Условие задачи:
Чьим современником назван Гиппократ в тексте о Гиппократе?

Показанный текст:
· · · ·
Знаменитый древнегреческий целитель и врач, отец европейской медицины Гиппократ (ок. 460 г. — между 377 и 356 гг. до н. э.), современник Гаутамы Будды, пришел к тому же самому выводу: «Люди должны знать, что из мозга, и только из мозга, возникают наши удовольствия, радости, смех и шутки, точно так же, как и наши горести, боль, печаль и слезы, с помощью мозга мы думаем, видим, слышим, отличаем уродливое от красивого, плохое от хорошего, приятное от неприятного (…) Надо знать, что огорчения, печаль, недовольства и жалобы происходят из мозга. Из-за него мы становимся безумными, нас охватывают тревога и страхи либо ночью, либо с наступлением дня; в нем лежат причины бессонницы и лунатизма, невозможности собраться с мыслями, забывчивости и необычного поведения»[341].
· · · ·
Исходные данные:
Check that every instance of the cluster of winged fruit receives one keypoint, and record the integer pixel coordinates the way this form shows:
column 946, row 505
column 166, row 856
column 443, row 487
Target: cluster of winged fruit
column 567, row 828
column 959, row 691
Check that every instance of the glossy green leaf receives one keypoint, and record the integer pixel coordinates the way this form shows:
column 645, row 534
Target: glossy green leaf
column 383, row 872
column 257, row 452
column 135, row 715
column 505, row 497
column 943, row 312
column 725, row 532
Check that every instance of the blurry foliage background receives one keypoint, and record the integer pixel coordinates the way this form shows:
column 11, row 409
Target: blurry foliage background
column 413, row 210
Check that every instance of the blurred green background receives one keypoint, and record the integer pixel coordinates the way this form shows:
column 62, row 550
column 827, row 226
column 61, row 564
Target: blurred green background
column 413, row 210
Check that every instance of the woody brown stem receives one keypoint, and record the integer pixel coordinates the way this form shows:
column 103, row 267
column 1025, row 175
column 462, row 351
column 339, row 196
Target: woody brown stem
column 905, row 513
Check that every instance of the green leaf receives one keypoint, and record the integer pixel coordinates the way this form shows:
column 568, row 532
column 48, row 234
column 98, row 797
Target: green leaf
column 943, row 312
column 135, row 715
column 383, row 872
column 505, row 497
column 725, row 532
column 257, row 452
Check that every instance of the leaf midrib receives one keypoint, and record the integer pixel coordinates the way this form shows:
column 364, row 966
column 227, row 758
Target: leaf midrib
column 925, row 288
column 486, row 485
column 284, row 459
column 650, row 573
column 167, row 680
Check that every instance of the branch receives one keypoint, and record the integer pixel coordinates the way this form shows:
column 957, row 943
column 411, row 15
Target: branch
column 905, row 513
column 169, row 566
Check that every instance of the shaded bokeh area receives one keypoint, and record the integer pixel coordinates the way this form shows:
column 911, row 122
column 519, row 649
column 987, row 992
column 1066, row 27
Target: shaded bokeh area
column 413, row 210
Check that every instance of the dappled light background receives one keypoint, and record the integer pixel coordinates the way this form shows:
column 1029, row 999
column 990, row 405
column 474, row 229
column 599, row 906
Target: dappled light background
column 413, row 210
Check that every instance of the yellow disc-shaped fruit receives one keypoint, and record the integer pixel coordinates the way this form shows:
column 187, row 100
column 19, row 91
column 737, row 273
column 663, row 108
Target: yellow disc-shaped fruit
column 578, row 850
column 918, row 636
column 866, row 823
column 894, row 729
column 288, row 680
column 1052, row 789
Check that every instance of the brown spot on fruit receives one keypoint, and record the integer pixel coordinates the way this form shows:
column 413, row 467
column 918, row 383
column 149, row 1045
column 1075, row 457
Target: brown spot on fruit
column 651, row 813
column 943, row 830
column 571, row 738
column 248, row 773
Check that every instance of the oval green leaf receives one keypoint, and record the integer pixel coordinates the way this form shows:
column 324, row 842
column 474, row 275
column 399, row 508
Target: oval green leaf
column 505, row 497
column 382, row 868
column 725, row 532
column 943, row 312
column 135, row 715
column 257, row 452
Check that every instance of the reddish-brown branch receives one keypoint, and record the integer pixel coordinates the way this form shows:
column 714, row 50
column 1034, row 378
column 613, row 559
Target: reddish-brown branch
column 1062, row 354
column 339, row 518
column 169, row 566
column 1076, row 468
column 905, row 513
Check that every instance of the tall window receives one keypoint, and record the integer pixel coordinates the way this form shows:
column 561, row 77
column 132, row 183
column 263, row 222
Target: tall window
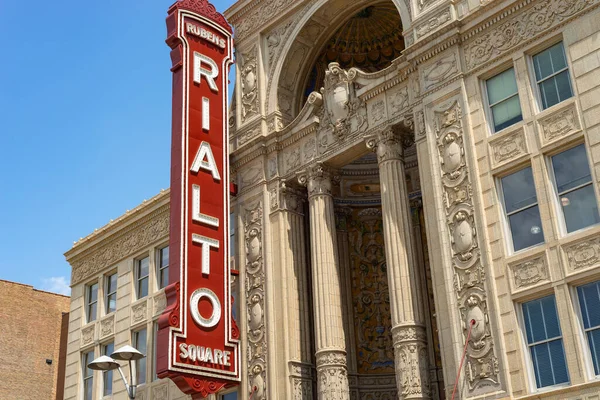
column 163, row 267
column 91, row 302
column 139, row 342
column 573, row 183
column 110, row 297
column 522, row 211
column 88, row 376
column 503, row 100
column 544, row 340
column 552, row 75
column 107, row 350
column 142, row 271
column 589, row 302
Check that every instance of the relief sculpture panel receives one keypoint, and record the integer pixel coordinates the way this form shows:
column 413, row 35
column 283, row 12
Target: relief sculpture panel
column 482, row 372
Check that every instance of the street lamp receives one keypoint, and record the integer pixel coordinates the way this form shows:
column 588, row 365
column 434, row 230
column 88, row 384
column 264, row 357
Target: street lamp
column 125, row 353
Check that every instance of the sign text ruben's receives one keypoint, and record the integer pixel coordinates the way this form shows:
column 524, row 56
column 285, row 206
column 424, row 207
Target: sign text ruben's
column 198, row 339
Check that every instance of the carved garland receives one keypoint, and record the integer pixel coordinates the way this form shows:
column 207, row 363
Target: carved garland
column 255, row 303
column 482, row 371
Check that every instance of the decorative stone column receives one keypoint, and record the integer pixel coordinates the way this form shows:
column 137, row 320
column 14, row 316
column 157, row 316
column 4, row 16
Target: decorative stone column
column 408, row 326
column 332, row 374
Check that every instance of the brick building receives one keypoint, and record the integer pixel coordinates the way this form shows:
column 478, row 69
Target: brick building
column 32, row 328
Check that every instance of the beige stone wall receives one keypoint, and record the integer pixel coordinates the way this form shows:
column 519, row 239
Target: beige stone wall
column 30, row 335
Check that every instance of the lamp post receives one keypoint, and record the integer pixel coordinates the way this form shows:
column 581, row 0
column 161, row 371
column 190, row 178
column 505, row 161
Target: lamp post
column 125, row 353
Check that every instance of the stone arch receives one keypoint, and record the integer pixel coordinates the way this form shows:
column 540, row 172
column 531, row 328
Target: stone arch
column 304, row 39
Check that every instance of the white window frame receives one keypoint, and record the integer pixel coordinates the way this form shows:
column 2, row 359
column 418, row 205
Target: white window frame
column 107, row 294
column 562, row 222
column 530, row 375
column 84, row 362
column 588, row 363
column 137, row 263
column 135, row 344
column 486, row 100
column 88, row 303
column 104, row 373
column 536, row 90
column 159, row 269
column 510, row 246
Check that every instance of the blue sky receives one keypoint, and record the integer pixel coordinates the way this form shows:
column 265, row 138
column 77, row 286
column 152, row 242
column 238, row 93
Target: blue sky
column 85, row 111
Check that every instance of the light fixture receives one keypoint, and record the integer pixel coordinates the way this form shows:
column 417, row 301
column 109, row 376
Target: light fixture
column 125, row 353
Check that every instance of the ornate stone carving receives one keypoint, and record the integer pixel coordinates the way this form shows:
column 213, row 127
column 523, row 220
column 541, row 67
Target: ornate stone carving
column 522, row 27
column 560, row 124
column 344, row 112
column 399, row 101
column 433, row 23
column 249, row 84
column 255, row 302
column 107, row 326
column 530, row 272
column 332, row 376
column 439, row 71
column 160, row 392
column 139, row 312
column 583, row 254
column 508, row 147
column 160, row 302
column 481, row 363
column 87, row 334
column 389, row 143
column 139, row 235
column 411, row 361
column 318, row 179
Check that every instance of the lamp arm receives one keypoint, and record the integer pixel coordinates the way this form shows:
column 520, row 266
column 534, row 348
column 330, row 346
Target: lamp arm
column 125, row 382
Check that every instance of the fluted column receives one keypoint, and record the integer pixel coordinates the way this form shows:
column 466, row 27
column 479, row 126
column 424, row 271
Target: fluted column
column 408, row 327
column 332, row 374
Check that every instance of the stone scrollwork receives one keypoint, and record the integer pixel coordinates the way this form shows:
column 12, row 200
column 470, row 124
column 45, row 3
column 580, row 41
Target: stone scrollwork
column 345, row 113
column 411, row 364
column 482, row 371
column 249, row 84
column 318, row 179
column 332, row 376
column 255, row 302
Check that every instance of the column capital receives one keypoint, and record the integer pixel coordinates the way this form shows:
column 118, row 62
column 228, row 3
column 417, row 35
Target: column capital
column 318, row 179
column 390, row 142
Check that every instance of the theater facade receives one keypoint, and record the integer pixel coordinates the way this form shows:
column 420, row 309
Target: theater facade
column 417, row 205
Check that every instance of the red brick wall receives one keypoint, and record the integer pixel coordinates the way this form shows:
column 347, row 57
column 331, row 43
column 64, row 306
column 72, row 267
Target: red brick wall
column 30, row 333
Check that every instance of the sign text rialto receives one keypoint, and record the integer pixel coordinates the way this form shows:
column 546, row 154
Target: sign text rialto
column 198, row 339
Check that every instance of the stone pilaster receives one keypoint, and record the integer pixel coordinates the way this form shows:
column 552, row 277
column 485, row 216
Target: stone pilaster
column 332, row 374
column 408, row 322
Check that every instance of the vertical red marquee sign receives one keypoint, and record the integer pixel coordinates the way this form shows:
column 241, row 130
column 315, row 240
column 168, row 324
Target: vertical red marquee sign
column 197, row 338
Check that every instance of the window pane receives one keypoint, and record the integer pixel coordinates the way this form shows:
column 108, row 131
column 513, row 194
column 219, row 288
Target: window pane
column 589, row 301
column 143, row 288
column 93, row 292
column 580, row 208
column 549, row 92
column 594, row 343
column 501, row 86
column 164, row 277
column 558, row 57
column 164, row 257
column 571, row 168
column 92, row 312
column 526, row 228
column 563, row 85
column 543, row 65
column 506, row 113
column 550, row 317
column 519, row 190
column 140, row 344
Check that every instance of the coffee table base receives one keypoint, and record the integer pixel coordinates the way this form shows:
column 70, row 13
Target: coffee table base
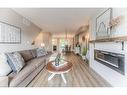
column 62, row 75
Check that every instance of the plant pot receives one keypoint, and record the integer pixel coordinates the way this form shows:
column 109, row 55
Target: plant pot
column 83, row 57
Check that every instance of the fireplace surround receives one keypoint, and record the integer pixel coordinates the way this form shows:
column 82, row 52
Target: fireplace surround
column 112, row 60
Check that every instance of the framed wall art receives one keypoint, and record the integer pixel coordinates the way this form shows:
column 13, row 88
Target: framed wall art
column 102, row 24
column 9, row 34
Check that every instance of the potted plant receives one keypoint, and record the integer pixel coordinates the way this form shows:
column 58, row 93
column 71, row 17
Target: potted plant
column 84, row 53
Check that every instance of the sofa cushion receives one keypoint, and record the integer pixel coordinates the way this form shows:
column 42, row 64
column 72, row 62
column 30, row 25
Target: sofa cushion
column 4, row 67
column 27, row 55
column 27, row 70
column 15, row 61
column 41, row 52
column 34, row 53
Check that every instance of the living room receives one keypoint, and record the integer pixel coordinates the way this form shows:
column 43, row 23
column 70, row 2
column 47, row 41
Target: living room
column 91, row 42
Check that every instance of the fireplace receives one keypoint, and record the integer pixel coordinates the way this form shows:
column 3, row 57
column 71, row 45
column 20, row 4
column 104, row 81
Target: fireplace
column 114, row 61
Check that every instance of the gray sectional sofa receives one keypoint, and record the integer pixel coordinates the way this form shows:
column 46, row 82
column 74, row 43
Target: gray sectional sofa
column 33, row 65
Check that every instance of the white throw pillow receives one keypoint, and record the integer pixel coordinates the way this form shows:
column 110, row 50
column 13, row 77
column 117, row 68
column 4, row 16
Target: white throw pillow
column 4, row 67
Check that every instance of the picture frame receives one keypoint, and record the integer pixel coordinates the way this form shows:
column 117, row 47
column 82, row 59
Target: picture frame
column 102, row 24
column 9, row 34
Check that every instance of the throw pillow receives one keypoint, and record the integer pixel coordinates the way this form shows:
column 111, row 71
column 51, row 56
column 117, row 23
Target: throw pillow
column 4, row 67
column 15, row 61
column 27, row 55
column 41, row 52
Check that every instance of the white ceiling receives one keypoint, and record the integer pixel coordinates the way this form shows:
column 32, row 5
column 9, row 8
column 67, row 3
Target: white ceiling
column 58, row 20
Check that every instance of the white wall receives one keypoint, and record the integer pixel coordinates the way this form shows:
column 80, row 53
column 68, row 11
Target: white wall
column 113, row 77
column 28, row 32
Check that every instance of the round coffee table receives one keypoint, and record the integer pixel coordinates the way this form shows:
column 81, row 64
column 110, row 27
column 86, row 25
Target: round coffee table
column 58, row 70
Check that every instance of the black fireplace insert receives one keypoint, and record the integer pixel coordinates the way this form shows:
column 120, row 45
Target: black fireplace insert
column 114, row 61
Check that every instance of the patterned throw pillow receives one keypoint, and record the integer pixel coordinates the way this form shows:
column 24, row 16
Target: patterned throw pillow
column 15, row 61
column 4, row 67
column 41, row 52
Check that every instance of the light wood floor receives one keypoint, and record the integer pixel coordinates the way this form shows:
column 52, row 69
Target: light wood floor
column 80, row 76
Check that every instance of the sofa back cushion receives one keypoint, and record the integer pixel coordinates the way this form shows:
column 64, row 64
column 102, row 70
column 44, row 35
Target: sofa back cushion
column 4, row 67
column 27, row 55
column 15, row 61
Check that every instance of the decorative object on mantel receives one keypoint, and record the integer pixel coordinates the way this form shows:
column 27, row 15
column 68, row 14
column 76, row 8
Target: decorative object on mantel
column 114, row 23
column 102, row 24
column 33, row 43
column 82, row 29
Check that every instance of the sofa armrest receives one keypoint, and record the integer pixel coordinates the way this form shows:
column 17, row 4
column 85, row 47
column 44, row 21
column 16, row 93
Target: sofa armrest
column 3, row 81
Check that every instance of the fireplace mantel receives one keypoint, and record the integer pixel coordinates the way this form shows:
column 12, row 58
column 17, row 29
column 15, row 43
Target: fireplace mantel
column 120, row 39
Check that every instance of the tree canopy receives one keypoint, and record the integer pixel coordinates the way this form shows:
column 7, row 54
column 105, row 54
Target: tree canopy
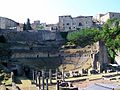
column 27, row 26
column 83, row 37
column 109, row 33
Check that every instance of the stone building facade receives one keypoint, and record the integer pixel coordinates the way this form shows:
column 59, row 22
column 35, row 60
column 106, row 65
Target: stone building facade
column 102, row 18
column 68, row 23
column 6, row 23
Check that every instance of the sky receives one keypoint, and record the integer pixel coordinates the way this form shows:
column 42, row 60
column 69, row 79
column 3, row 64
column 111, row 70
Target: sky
column 49, row 10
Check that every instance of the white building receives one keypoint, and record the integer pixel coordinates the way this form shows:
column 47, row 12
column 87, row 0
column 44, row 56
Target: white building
column 67, row 23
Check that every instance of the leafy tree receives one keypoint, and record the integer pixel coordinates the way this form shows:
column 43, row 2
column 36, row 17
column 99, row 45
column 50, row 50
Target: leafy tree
column 27, row 26
column 2, row 39
column 24, row 26
column 110, row 34
column 83, row 37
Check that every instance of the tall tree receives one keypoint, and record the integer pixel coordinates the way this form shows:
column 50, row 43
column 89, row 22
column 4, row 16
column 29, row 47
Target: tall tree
column 28, row 25
column 24, row 27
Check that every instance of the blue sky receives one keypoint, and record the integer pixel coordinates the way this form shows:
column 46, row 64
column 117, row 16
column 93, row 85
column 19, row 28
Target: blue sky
column 49, row 10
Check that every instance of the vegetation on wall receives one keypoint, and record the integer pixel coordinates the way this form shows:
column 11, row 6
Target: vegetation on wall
column 109, row 33
column 27, row 26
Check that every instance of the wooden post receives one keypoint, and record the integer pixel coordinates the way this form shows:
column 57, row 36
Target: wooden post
column 46, row 83
column 50, row 76
column 57, row 85
column 42, row 87
column 33, row 76
column 12, row 76
column 36, row 77
column 63, row 78
column 56, row 74
column 39, row 80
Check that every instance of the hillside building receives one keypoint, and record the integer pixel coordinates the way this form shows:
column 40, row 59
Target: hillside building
column 68, row 23
column 102, row 18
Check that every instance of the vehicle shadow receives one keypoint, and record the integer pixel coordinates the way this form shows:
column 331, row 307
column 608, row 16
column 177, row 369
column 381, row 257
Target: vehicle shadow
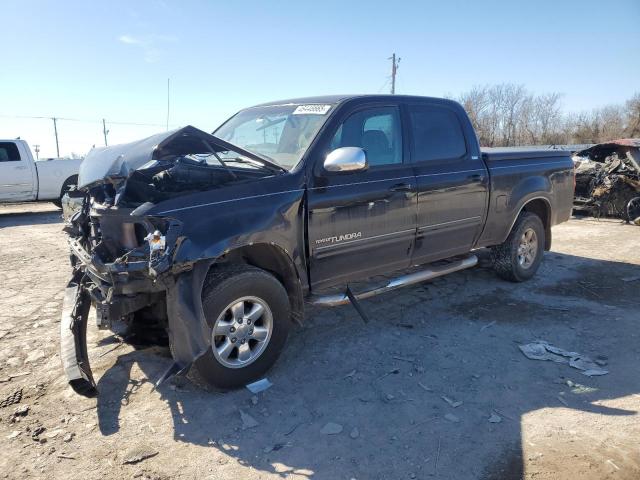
column 384, row 382
column 11, row 217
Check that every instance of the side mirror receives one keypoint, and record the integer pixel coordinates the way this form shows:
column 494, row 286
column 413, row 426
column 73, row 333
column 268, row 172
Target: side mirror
column 346, row 159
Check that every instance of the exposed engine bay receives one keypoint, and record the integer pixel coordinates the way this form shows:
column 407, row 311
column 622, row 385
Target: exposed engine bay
column 608, row 180
column 123, row 252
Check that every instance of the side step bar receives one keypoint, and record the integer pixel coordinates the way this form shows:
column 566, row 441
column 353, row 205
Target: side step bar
column 432, row 272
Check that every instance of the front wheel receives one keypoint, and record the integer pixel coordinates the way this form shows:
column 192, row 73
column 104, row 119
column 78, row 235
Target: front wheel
column 519, row 257
column 249, row 315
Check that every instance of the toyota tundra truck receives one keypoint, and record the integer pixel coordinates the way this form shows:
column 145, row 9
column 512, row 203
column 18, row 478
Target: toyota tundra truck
column 221, row 239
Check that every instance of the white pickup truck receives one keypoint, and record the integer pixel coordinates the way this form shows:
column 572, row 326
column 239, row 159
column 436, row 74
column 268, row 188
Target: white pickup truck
column 23, row 179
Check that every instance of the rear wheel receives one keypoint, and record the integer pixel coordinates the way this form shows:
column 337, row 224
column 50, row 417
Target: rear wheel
column 519, row 257
column 247, row 310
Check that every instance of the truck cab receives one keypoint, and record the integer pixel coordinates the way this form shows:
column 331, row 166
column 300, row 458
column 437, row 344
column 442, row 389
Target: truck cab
column 221, row 239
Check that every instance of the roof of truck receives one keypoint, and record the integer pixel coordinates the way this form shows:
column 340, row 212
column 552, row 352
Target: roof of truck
column 334, row 99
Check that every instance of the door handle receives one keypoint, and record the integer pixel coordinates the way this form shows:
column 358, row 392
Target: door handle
column 402, row 187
· · · ·
Поле ответа:
Гаутамы Будды.